Set down, without alteration, the stretch of the entries below from their first line through the line containing "38 244 L 30", including both ends.

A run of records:

/---

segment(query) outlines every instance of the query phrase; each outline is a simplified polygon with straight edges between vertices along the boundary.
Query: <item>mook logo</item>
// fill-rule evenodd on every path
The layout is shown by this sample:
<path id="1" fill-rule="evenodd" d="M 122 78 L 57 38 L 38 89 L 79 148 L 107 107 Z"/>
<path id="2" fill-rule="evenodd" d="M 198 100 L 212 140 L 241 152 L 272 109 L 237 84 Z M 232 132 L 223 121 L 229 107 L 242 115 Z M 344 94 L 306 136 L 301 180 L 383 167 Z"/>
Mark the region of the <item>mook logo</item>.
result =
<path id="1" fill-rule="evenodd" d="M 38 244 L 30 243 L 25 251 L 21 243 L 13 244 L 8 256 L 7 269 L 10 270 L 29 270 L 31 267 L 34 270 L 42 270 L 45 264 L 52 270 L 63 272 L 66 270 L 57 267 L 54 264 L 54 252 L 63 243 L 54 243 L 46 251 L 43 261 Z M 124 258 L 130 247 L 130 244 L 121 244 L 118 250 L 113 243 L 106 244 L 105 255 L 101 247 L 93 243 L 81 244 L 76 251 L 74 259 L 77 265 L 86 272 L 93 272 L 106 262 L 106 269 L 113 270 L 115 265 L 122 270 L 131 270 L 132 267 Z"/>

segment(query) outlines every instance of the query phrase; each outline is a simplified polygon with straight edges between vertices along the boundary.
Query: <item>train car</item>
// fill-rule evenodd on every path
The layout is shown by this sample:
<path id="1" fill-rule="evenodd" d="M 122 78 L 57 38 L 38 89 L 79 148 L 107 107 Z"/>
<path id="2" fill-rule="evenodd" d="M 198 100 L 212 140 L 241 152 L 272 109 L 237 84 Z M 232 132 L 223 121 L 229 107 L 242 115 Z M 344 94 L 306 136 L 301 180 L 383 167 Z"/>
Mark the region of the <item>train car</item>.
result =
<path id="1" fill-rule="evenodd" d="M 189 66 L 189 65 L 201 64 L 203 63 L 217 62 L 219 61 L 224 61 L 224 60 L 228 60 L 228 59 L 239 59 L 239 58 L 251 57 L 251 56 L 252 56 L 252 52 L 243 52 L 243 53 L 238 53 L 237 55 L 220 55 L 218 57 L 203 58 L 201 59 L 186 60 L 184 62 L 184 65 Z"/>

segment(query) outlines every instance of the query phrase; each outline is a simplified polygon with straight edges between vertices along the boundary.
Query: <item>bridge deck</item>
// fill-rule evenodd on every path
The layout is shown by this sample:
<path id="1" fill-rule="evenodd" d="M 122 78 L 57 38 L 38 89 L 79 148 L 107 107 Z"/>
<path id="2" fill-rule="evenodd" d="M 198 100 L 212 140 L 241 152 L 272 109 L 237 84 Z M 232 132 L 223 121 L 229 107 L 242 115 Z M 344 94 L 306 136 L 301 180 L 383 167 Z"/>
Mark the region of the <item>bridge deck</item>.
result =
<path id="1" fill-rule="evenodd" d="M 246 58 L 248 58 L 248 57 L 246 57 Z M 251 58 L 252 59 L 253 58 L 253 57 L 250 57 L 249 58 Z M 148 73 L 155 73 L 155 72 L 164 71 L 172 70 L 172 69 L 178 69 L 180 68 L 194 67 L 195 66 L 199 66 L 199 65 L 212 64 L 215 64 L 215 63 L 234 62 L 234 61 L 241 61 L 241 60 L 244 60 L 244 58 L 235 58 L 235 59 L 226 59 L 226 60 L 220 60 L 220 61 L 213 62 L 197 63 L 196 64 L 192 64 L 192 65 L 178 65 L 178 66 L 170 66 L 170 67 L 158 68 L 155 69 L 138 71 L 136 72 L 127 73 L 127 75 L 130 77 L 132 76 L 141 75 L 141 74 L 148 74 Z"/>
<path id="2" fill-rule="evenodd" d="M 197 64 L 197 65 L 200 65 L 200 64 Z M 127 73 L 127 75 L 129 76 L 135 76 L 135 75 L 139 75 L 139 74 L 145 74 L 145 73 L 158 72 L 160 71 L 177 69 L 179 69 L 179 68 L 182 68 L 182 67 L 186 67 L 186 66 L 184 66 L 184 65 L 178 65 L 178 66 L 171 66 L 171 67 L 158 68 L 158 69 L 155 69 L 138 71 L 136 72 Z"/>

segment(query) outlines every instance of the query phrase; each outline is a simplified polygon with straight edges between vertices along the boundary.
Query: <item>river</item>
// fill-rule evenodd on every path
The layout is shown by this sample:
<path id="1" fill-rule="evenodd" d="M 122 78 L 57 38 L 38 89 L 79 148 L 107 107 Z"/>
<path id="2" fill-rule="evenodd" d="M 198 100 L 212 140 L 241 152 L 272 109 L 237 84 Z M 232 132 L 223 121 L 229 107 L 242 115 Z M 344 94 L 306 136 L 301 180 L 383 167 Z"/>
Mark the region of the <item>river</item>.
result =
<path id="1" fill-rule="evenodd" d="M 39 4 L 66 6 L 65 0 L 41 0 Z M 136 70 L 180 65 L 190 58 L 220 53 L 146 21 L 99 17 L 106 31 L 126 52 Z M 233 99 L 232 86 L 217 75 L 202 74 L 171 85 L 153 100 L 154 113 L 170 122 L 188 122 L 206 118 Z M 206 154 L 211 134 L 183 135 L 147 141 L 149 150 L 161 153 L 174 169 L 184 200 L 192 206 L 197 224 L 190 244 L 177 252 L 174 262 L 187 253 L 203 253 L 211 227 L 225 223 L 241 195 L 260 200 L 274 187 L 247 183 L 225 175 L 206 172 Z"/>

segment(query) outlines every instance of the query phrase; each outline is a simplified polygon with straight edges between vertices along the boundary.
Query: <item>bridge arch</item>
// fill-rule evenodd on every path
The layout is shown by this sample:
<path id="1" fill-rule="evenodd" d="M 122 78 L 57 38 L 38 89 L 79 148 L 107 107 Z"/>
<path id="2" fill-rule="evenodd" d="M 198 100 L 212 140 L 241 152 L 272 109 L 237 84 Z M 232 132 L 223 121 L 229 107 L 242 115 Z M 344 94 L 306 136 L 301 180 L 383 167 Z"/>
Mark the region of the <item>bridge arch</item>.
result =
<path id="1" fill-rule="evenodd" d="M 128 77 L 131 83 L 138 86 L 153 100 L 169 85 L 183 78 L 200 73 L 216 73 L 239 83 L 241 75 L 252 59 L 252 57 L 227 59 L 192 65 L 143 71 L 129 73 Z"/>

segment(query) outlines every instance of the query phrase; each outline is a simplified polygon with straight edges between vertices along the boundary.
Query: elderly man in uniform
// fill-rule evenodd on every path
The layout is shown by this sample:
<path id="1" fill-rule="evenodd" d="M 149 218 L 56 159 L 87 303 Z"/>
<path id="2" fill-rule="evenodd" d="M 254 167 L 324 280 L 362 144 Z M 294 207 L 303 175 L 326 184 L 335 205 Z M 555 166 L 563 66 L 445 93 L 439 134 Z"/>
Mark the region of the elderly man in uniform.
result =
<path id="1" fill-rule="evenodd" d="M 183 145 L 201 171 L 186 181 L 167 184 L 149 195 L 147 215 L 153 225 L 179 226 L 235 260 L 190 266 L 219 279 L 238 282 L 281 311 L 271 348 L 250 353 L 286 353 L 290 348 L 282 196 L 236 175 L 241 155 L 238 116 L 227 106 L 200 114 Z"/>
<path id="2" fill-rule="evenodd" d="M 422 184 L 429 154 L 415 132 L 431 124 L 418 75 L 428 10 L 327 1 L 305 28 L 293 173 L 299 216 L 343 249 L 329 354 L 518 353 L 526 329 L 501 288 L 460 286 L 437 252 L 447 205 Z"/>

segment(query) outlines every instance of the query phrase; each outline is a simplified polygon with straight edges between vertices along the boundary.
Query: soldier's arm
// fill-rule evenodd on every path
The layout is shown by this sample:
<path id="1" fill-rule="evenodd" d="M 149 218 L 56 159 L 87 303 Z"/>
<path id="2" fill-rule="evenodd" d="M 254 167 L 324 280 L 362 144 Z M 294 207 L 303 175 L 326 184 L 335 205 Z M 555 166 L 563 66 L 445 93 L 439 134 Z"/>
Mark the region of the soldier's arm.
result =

\---

*TASK RESULT*:
segment(query) outlines every instance of the query phrase; each outline is a simplified polygon with straight edges between vertices along the boundary.
Query: <item>mook logo</item>
// fill-rule evenodd on every path
The layout is shown by this sample:
<path id="1" fill-rule="evenodd" d="M 122 78 L 57 38 L 38 89 L 79 148 L 107 107 Z"/>
<path id="2" fill-rule="evenodd" d="M 198 100 L 212 140 L 241 152 L 272 109 L 237 84 Z M 232 132 L 223 121 L 229 107 L 242 115 Z M 344 94 L 306 136 L 301 180 L 383 167 Z"/>
Mark the region of the <item>mook logo</item>.
result =
<path id="1" fill-rule="evenodd" d="M 38 244 L 30 243 L 25 251 L 21 243 L 13 244 L 8 256 L 7 269 L 10 270 L 29 270 L 31 267 L 34 270 L 42 270 L 45 264 L 52 270 L 63 272 L 66 270 L 57 267 L 54 264 L 54 252 L 63 243 L 54 243 L 46 251 L 43 261 Z M 124 258 L 130 247 L 130 244 L 121 244 L 118 250 L 113 243 L 106 244 L 105 255 L 101 247 L 93 243 L 81 244 L 76 251 L 74 259 L 77 265 L 86 272 L 93 272 L 106 262 L 106 269 L 113 270 L 115 265 L 122 270 L 131 270 L 132 267 Z"/>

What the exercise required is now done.